*What you have to do*:
Reproduce, unchanged, the lines beginning with the one containing "segment --target colorful" and ending with the one containing "[[288,72],[248,78],[249,143],[295,150],[296,76]]", counting both of those.

*Supplied data*:

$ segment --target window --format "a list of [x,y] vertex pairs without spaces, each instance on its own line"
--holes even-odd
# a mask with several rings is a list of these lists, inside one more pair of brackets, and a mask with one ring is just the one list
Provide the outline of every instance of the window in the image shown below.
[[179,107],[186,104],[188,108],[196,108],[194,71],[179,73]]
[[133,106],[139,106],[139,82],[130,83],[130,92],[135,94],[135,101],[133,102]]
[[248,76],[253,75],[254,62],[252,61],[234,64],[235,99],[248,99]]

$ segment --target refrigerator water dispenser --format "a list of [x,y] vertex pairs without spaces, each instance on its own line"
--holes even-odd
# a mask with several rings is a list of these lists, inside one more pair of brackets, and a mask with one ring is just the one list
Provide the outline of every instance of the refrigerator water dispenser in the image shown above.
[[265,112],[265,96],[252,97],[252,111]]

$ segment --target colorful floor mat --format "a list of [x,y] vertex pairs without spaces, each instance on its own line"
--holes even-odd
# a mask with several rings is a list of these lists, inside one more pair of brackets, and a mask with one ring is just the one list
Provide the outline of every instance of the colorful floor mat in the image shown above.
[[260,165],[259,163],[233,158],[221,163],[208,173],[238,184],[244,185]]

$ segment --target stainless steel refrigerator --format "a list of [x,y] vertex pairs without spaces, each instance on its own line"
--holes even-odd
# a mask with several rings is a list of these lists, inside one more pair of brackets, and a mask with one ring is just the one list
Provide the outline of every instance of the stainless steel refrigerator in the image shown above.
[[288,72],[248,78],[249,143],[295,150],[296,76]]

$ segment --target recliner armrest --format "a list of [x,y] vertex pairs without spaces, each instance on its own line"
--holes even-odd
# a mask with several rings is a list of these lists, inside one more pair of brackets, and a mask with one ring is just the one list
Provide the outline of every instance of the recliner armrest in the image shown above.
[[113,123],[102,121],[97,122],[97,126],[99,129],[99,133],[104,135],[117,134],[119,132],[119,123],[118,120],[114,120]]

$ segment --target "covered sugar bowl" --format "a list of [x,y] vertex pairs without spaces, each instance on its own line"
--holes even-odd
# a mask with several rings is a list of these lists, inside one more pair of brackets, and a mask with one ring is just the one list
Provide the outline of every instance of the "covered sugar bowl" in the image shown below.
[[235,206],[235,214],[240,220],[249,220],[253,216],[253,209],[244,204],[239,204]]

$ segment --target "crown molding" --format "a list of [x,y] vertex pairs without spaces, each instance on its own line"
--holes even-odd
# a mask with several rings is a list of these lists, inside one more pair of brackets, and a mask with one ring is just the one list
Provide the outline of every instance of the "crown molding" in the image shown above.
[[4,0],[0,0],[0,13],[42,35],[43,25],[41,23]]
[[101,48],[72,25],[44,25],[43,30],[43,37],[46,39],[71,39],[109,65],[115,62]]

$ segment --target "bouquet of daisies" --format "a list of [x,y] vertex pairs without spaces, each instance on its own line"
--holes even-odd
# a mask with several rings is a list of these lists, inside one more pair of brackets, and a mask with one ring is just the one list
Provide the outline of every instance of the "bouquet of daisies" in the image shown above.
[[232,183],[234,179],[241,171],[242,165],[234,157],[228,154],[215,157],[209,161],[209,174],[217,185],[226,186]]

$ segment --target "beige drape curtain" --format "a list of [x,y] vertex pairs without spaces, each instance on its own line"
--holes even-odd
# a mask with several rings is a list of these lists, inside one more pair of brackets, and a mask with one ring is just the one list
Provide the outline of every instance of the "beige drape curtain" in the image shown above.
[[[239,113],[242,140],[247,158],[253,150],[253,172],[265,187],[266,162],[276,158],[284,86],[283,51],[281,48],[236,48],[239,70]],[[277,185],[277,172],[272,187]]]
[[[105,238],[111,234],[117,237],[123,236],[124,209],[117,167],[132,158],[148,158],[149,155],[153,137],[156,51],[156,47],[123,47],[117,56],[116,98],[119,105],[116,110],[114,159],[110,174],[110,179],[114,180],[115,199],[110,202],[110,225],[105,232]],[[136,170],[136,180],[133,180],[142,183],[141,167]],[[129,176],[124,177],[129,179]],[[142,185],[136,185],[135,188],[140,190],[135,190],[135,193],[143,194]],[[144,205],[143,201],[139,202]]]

*The completed task*:
$ segment --target colorful floor mat --format "a list of [x,y] vertex pairs without spaces, each instance on its own line"
--holes even-odd
# a mask with several rings is a list of these lists, inside one more pair of brackets, and a mask with one ring is just the one list
Provide the outline of every instance of the colorful floor mat in the image shown above.
[[260,165],[259,163],[233,158],[221,163],[208,173],[238,184],[244,185]]

$ segment --target stainless steel refrigerator --format "a list of [x,y] vertex pairs without spaces, each instance on its own line"
--holes even-odd
# a mask with several rings is a list of these lists, inside one more pair of brackets, and a mask with one ring is just the one list
Provide the outline of every instance of the stainless steel refrigerator in the image shown above.
[[288,72],[248,78],[249,143],[295,150],[296,76]]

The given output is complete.